'''

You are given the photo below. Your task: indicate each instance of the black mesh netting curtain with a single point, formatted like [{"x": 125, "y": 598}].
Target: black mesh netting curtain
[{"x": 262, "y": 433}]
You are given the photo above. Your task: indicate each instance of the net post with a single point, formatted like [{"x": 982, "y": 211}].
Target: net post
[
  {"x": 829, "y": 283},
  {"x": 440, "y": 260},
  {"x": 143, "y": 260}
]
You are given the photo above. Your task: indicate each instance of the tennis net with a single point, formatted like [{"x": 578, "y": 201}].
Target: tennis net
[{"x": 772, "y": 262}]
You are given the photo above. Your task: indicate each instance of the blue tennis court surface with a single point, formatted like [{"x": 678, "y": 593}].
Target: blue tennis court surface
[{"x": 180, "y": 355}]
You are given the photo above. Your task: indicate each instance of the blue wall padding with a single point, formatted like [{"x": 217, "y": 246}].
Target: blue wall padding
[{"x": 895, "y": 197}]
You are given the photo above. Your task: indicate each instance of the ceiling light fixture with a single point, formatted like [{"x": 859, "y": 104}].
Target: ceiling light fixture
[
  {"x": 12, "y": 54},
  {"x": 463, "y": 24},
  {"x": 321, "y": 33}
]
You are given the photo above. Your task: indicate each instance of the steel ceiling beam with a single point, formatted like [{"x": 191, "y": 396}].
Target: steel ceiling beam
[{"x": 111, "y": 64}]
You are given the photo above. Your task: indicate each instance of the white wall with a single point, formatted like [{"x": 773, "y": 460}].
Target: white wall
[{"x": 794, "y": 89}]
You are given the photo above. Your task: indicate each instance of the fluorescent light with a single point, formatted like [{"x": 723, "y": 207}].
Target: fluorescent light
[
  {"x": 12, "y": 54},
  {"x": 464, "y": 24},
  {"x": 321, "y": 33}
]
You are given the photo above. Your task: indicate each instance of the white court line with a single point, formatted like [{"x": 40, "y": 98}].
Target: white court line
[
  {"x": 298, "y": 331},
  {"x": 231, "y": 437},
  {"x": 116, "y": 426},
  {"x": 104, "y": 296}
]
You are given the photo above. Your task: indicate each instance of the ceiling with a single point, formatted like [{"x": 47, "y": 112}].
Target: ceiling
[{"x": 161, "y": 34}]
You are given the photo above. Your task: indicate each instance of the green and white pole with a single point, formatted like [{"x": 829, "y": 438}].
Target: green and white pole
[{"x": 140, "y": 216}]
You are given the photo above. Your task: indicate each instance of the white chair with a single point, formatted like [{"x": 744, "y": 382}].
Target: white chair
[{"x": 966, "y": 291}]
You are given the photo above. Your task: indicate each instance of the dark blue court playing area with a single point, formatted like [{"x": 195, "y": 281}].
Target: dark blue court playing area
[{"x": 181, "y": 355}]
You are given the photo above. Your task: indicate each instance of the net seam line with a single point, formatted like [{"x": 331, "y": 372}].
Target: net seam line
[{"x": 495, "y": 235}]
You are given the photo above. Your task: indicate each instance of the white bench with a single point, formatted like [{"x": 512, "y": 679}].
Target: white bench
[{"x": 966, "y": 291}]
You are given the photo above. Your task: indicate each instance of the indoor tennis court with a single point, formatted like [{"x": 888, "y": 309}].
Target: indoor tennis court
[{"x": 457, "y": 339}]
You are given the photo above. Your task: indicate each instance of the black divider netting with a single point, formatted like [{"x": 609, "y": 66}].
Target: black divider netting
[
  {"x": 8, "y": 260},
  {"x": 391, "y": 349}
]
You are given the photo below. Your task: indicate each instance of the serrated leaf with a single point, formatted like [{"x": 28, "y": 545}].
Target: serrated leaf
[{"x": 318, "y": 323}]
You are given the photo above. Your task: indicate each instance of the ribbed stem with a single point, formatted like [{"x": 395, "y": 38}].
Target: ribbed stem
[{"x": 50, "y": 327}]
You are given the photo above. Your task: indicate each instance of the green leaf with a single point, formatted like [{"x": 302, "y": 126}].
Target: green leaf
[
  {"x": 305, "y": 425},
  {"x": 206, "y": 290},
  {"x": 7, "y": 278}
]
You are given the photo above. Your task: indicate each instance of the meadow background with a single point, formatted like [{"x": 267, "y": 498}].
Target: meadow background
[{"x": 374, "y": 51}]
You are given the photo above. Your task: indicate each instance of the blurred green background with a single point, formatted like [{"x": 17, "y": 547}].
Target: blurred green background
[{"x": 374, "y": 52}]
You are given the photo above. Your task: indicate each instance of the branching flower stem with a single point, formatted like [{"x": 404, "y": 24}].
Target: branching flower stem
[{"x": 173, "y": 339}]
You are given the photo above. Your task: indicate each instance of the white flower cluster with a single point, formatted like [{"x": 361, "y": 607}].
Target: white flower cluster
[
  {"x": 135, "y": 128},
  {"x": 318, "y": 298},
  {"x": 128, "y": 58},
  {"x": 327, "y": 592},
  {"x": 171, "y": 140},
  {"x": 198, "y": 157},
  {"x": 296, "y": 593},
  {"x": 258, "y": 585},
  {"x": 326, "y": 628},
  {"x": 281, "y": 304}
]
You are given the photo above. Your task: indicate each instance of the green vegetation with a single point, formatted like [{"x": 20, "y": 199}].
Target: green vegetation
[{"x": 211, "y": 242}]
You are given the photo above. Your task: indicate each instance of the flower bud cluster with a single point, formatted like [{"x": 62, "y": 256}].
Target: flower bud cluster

'''

- _TASK TO COMPLETE_
An exact copy of every record above is needed. Write it out word for word.

- _ANSWER TO THE EXERCISE_
You are given the photo below. Your task: indicate each instance of the black mesh netting curtain with a single point, formatted like [{"x": 125, "y": 598}].
Target: black mesh netting curtain
[{"x": 262, "y": 433}]
You are given the photo above. Your task: indicate each instance of the net post with a single point, formatted like [{"x": 982, "y": 211}].
Target: net post
[
  {"x": 829, "y": 283},
  {"x": 440, "y": 260},
  {"x": 143, "y": 260}
]
You are given the photo above. Your task: indicate each instance of the tennis net with a single point, formatted like [{"x": 578, "y": 201}].
Target: tennis net
[{"x": 772, "y": 262}]
You are given the photo above. Your task: indicate each instance of the blue tennis court surface with a single point, formatted like [{"x": 678, "y": 593}].
Target: blue tennis court surface
[{"x": 180, "y": 355}]
You are given the photo above. Your task: indicate each instance of the blue wall padding with a single point, formatted like [{"x": 217, "y": 246}].
Target: blue wall padding
[{"x": 895, "y": 197}]
You are given the photo above. Your task: indicate each instance of the ceiling light fixture with a single point, formatted like [{"x": 859, "y": 104}].
Target: ceiling light fixture
[
  {"x": 12, "y": 54},
  {"x": 463, "y": 24},
  {"x": 321, "y": 33}
]
You are given the photo above. Your task: indicate each instance of the steel ceiling beam with a single point, formatted like [{"x": 191, "y": 396}].
Target: steel ceiling beam
[{"x": 111, "y": 64}]
You are given the photo above. Your task: indicate each instance of the white wall with a single point, formatted like [{"x": 773, "y": 460}].
Target: white wall
[{"x": 794, "y": 89}]
You are given the photo above. Your task: indicate each instance of the fluorescent light with a single point, formatted like [{"x": 723, "y": 207}].
Target: fluorescent light
[
  {"x": 12, "y": 54},
  {"x": 464, "y": 24},
  {"x": 321, "y": 33}
]
You are given the photo above. Your task: indicate each instance of the white court line with a single point, formatted like [{"x": 40, "y": 98}].
Target: white court line
[
  {"x": 298, "y": 331},
  {"x": 231, "y": 437},
  {"x": 116, "y": 426},
  {"x": 104, "y": 296}
]
You are given the photo above. Your task: indicate each instance of the ceiling with a single point, formatted like [{"x": 47, "y": 112}].
Target: ceiling
[{"x": 161, "y": 34}]
You are given the photo above. Your task: indicate each instance of the green and white pole with a single point, formatted like [{"x": 829, "y": 438}].
Target: green and white pole
[{"x": 140, "y": 216}]
You are given the photo above. Your task: indicate each instance of the white chair with a single point, formatted like [{"x": 744, "y": 382}].
Target: white chair
[{"x": 966, "y": 291}]
You are given the photo above. Your task: indicate each instance of the dark blue court playing area with a single point, formatted like [{"x": 195, "y": 281}].
Target: dark blue court playing area
[{"x": 181, "y": 355}]
You are given the photo above. Your task: indicate each instance of the net seam line with a single point, formatted like [{"x": 331, "y": 372}].
Target: net seam line
[{"x": 495, "y": 235}]
You are given the photo above. Your task: indicate each instance of the white bench with a single point, formatted like [{"x": 512, "y": 679}].
Target: white bench
[{"x": 966, "y": 291}]
You are given the photo above. Your task: indicate each instance of the indoor tennis court with a single point, formatted like [{"x": 888, "y": 309}].
Target: indoor tennis court
[{"x": 457, "y": 339}]
You are given the photo above. Your task: indicate each instance of the black divider netting with a single point, formatted like [{"x": 609, "y": 66}].
Target: black divider netting
[
  {"x": 8, "y": 260},
  {"x": 391, "y": 349}
]
You are given the photo below. Your task: indicate each instance of the serrated leaf with a single point, formatted like [{"x": 28, "y": 545}].
Target: serrated leaf
[{"x": 318, "y": 323}]
You are given the photo above. Your task: indicate each instance of the ribbed stem with a single point, formatted like [{"x": 395, "y": 38}].
Target: ribbed stem
[{"x": 50, "y": 327}]
You are given the photo above. Your task: indicate each instance of the green leaf with a single point, formatted like [{"x": 302, "y": 126}].
Target: green leaf
[
  {"x": 305, "y": 425},
  {"x": 206, "y": 290},
  {"x": 7, "y": 278}
]
You are given the photo above. Your task: indicate each instance of the meadow background with a single point, formatted like [{"x": 267, "y": 498}].
Target: meadow background
[{"x": 374, "y": 51}]
You are given the photo above. Your task: indicate each instance of the blurred green background with a single point, formatted like [{"x": 17, "y": 547}].
Target: blurred green background
[{"x": 374, "y": 52}]
You are given the photo above. Your task: indicate each instance of the branching flower stem with a single point, formatted like [{"x": 404, "y": 24}].
Target: branching flower stem
[{"x": 173, "y": 339}]
You are given the photo above. Your task: indicate each instance of the white flower cluster with a single point, formatted like [{"x": 361, "y": 607}].
Target: white flower cluster
[
  {"x": 135, "y": 128},
  {"x": 318, "y": 298},
  {"x": 128, "y": 58},
  {"x": 327, "y": 592},
  {"x": 171, "y": 140},
  {"x": 198, "y": 157},
  {"x": 296, "y": 593},
  {"x": 258, "y": 585},
  {"x": 326, "y": 628},
  {"x": 281, "y": 304}
]
You are given the photo above. Your task: indicate each instance of the green vegetation with a single point, formatted like [{"x": 20, "y": 199}].
Target: green vegetation
[{"x": 211, "y": 242}]
You are given the photo above. Your task: indicate each instance of the flower bud cluster with a single point, formatted like [{"x": 62, "y": 256}].
Target: flower bud cluster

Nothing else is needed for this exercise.